# Activity
Answer these questions from the news report on the Beirut blast:
(a) In which square did protesters set up a mock gallows?
(b) How many people are still missing after the blast?
(c) On what date was the photo of the protester hanging a gallows taken?

# Extract to read
★ ★ ★ ★
Angry Lebanese set up mock gallows amid calls for ‘revenge’ over blast

A Lebanese protester hangs a gallow in downtown Beirut on August 8, 2020, following a demonstration against a political leadership they blame for a monster explosion that killed more than 150 people and disfigured the capital Beirut. (AFP)
Updated 33 min 46 sec ago

Angry Lebanese set up mock gallows amid calls for ‘revenge’ over blast

  • MPs resign in protest as political fallout intensifies
  • As the dust settles from the disaster, the political fallout is intensifying

BEIRUT: Thousands of protesters set up a mock gallows in Beirut’s Martyr’s Square on Saturday and demanded “revenge” against politicians widely held responsible for the deadly explosion that devastated large swathes of the Lebanese capital.

At least 60 people are still missing after the massive blast in Beirut port, which killed more than 150 people, injured 5,000 others and left thousands homeless.

As the dust settles from the disaster, the political fallout is intensifying.
★ ★ ★ ★
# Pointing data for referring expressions
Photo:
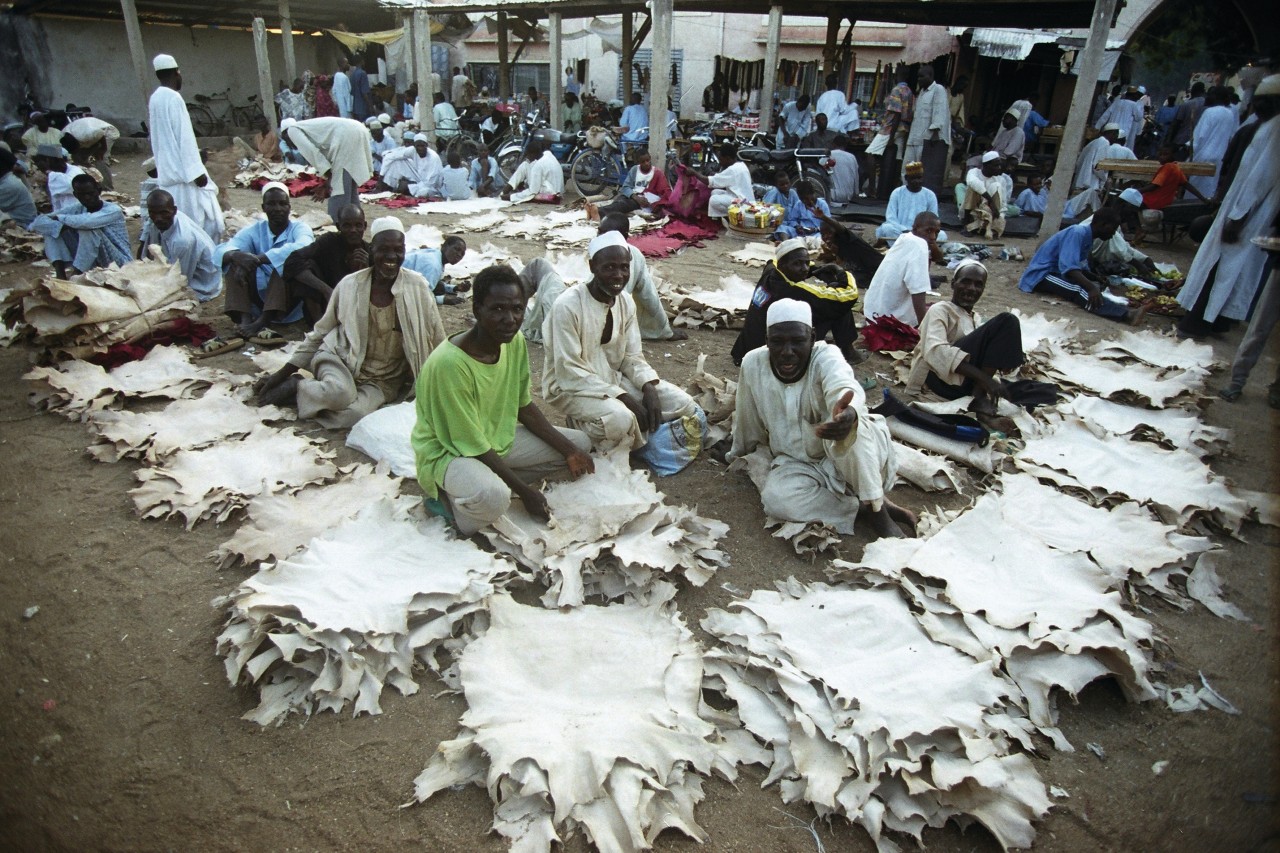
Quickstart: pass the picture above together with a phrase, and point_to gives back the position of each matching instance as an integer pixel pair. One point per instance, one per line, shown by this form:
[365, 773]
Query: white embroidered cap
[789, 311]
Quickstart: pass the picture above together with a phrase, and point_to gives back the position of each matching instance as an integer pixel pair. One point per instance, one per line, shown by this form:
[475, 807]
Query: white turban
[789, 311]
[385, 223]
[603, 241]
[787, 246]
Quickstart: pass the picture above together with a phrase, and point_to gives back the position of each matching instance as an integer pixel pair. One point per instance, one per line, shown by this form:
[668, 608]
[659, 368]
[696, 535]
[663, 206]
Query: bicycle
[214, 114]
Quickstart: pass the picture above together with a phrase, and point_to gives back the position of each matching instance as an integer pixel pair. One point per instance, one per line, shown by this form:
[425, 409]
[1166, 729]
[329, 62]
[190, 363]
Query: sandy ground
[119, 730]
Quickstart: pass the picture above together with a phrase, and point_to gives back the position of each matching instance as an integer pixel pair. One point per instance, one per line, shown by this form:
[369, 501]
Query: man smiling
[830, 457]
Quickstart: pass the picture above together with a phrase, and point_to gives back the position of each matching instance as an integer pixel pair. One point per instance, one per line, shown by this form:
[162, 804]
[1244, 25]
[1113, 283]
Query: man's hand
[844, 418]
[579, 464]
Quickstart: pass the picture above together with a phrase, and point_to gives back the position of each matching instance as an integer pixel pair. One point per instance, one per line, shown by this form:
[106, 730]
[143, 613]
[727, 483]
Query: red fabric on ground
[890, 334]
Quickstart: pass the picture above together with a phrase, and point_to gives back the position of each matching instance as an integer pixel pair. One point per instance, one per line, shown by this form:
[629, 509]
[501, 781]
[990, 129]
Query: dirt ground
[119, 730]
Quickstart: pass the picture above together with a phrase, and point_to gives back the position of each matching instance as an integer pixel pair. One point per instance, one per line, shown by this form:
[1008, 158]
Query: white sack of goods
[609, 534]
[869, 717]
[351, 614]
[78, 387]
[588, 719]
[88, 313]
[214, 482]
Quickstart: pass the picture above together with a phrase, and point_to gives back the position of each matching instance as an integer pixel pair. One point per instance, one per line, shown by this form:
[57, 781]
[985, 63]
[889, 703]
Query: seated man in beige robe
[594, 369]
[369, 346]
[830, 457]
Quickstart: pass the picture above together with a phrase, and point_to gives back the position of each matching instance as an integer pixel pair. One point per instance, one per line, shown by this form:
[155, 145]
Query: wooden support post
[141, 67]
[627, 83]
[1082, 101]
[771, 68]
[659, 80]
[291, 60]
[423, 50]
[265, 87]
[556, 96]
[503, 67]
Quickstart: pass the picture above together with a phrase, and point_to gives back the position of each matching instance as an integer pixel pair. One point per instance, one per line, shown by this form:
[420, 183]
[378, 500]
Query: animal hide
[278, 525]
[314, 634]
[588, 720]
[216, 480]
[78, 387]
[869, 717]
[611, 534]
[184, 424]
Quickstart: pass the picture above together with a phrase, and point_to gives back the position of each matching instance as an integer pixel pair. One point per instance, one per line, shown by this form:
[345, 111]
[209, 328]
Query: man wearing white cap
[252, 264]
[338, 149]
[984, 197]
[369, 346]
[415, 170]
[801, 407]
[594, 369]
[956, 356]
[479, 438]
[179, 168]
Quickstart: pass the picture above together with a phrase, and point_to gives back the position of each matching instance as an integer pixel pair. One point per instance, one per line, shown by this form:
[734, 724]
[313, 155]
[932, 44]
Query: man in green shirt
[479, 437]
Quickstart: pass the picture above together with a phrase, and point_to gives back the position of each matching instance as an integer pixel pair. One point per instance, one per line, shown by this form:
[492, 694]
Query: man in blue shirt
[1061, 268]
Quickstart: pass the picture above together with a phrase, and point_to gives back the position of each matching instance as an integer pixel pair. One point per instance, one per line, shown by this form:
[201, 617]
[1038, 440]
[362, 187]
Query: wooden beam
[146, 78]
[425, 90]
[556, 96]
[659, 80]
[1082, 100]
[771, 68]
[291, 60]
[503, 65]
[265, 90]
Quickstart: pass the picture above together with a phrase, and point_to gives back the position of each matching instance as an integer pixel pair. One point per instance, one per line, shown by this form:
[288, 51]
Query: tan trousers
[611, 424]
[478, 496]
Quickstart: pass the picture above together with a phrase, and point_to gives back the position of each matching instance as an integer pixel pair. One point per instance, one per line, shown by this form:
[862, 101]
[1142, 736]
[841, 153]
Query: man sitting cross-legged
[314, 270]
[252, 267]
[798, 400]
[86, 233]
[479, 438]
[370, 345]
[956, 357]
[594, 369]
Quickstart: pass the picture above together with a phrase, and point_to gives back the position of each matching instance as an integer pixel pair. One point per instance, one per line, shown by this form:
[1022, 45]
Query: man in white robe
[183, 242]
[1211, 136]
[338, 149]
[594, 368]
[799, 404]
[179, 168]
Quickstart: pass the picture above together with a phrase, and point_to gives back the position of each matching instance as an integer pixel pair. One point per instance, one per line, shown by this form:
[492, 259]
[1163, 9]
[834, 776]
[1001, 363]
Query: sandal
[216, 346]
[268, 338]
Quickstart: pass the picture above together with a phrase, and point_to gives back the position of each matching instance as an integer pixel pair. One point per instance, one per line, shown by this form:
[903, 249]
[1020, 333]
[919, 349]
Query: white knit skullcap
[603, 241]
[385, 223]
[787, 246]
[789, 311]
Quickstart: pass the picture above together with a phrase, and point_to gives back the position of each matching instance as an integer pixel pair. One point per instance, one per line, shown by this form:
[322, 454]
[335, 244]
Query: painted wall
[92, 64]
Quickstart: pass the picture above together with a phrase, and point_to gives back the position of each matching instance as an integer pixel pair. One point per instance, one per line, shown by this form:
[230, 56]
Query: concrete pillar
[291, 60]
[659, 80]
[265, 89]
[556, 96]
[423, 50]
[503, 67]
[771, 68]
[627, 83]
[1082, 101]
[141, 67]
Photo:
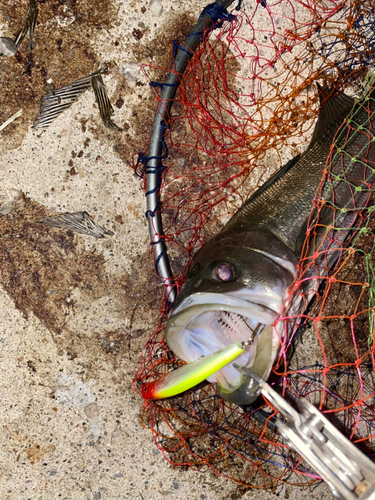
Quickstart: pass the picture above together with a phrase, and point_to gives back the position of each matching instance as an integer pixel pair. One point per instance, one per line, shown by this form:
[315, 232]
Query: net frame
[232, 438]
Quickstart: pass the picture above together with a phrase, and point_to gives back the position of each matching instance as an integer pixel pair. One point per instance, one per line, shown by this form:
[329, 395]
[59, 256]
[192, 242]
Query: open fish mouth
[206, 322]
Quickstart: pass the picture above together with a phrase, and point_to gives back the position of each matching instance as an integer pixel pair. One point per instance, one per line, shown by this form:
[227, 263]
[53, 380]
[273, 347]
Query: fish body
[239, 280]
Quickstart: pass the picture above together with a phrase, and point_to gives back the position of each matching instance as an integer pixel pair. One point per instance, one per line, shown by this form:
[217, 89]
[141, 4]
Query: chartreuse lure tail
[191, 374]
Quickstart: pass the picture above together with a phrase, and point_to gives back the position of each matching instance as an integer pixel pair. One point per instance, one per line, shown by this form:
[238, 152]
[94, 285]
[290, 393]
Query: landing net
[246, 104]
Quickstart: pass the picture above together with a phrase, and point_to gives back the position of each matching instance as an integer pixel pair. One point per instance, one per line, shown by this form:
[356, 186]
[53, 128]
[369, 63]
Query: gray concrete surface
[71, 422]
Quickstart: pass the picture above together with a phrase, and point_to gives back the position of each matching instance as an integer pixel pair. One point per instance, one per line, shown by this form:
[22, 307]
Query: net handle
[153, 165]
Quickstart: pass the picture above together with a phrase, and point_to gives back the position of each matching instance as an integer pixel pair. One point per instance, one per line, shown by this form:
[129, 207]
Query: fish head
[234, 292]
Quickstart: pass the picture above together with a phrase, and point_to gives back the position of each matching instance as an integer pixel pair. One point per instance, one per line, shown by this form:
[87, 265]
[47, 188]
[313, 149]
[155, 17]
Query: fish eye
[224, 272]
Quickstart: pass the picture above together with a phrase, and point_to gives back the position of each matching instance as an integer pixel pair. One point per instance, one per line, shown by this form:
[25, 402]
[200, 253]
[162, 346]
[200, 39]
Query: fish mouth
[206, 322]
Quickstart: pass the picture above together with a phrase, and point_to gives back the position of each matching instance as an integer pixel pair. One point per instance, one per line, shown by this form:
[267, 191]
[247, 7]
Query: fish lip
[202, 302]
[220, 302]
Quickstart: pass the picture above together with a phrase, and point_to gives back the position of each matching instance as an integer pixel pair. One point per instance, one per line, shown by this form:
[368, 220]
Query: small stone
[7, 46]
[156, 8]
[132, 71]
[92, 411]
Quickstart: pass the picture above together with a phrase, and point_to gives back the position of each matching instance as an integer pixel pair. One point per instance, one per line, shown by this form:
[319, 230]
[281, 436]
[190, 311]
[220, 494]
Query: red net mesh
[248, 101]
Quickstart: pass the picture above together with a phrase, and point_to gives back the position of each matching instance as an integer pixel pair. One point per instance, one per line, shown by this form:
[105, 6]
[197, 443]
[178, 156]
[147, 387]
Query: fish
[239, 281]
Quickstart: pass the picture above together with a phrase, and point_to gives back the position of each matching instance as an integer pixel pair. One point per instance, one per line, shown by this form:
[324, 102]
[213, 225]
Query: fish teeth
[235, 327]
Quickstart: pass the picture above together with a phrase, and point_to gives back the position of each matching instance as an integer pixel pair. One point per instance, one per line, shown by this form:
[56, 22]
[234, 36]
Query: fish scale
[263, 241]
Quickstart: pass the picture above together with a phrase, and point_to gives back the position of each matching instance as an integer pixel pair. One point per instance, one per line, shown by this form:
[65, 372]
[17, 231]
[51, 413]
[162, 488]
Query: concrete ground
[71, 421]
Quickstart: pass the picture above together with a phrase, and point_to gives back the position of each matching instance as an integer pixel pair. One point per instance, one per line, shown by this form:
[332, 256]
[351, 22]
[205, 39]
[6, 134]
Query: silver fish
[238, 281]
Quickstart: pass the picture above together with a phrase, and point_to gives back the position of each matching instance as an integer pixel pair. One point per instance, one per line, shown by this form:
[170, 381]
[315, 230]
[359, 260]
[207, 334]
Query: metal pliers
[348, 472]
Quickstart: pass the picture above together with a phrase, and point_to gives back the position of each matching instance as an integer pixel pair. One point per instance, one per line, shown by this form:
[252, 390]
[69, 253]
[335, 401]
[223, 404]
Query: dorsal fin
[333, 108]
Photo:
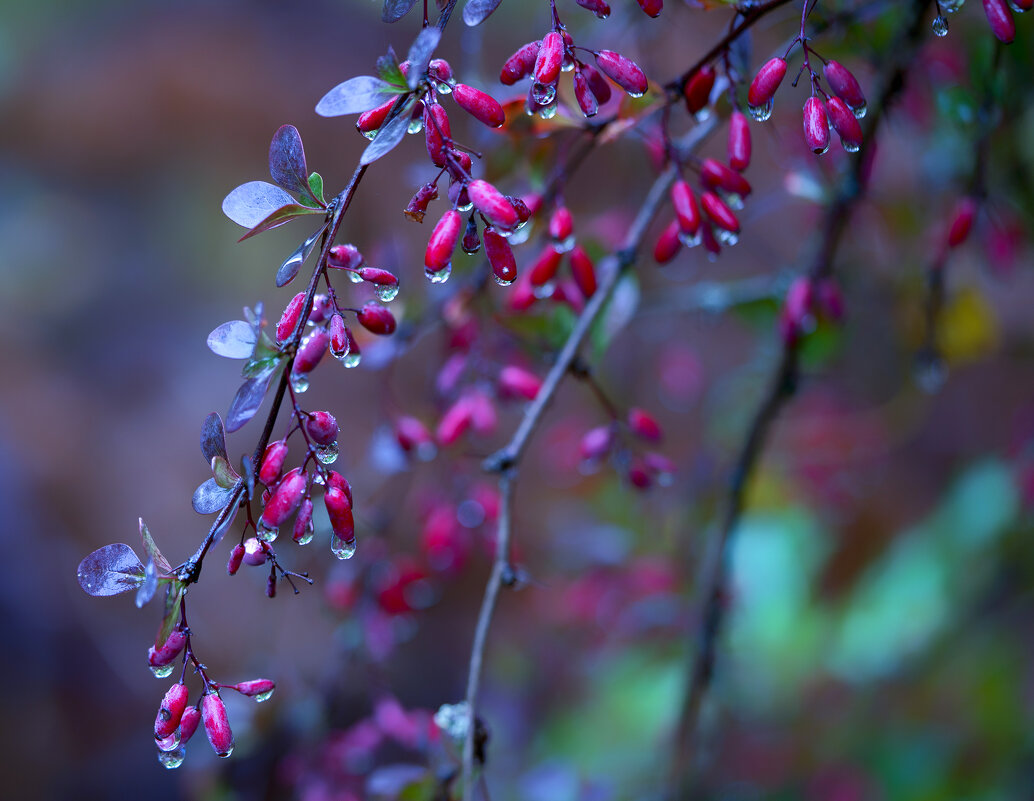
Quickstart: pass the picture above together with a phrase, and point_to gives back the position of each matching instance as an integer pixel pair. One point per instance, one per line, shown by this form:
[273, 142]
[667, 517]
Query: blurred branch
[712, 598]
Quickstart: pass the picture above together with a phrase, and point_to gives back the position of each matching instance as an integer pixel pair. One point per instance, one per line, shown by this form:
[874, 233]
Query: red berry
[583, 271]
[284, 499]
[844, 84]
[213, 713]
[816, 125]
[547, 65]
[376, 319]
[443, 241]
[322, 428]
[500, 256]
[480, 105]
[766, 82]
[520, 64]
[739, 142]
[697, 90]
[622, 71]
[1000, 20]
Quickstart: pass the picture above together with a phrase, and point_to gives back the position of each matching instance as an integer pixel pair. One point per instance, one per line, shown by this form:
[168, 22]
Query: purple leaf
[246, 402]
[110, 571]
[213, 440]
[476, 11]
[210, 497]
[355, 96]
[233, 340]
[251, 203]
[395, 9]
[286, 160]
[420, 54]
[390, 134]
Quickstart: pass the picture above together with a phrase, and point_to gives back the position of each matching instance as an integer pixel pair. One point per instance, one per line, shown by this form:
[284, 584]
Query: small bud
[622, 71]
[216, 725]
[482, 106]
[518, 382]
[739, 142]
[272, 462]
[322, 428]
[171, 711]
[520, 64]
[312, 349]
[284, 499]
[816, 125]
[236, 557]
[550, 57]
[376, 319]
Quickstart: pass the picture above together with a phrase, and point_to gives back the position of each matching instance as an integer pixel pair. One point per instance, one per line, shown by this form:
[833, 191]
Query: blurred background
[880, 638]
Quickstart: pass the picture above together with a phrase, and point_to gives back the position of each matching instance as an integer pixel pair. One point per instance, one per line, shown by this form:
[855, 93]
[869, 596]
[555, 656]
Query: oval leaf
[213, 439]
[286, 160]
[396, 9]
[388, 137]
[355, 96]
[476, 11]
[210, 497]
[110, 571]
[420, 54]
[251, 203]
[233, 340]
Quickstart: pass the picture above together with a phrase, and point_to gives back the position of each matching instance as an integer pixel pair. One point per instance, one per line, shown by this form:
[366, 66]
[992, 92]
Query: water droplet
[299, 382]
[762, 113]
[439, 276]
[342, 549]
[565, 245]
[544, 94]
[173, 759]
[327, 454]
[387, 293]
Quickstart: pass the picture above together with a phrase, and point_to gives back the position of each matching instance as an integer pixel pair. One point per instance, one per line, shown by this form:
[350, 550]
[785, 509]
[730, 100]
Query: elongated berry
[739, 142]
[547, 65]
[322, 428]
[482, 106]
[766, 82]
[517, 382]
[213, 713]
[339, 512]
[443, 241]
[844, 84]
[669, 243]
[697, 90]
[719, 212]
[492, 205]
[719, 176]
[376, 319]
[171, 711]
[622, 71]
[1000, 20]
[816, 125]
[500, 255]
[687, 212]
[289, 320]
[436, 132]
[845, 124]
[284, 499]
[519, 64]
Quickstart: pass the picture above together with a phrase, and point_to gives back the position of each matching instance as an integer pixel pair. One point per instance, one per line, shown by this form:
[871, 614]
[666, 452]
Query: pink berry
[213, 713]
[322, 428]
★ ★ ★ ★
# Exercise result
(a) Martyr's Square in Beirut
(b) At least 60 people
(c) August 8, 2020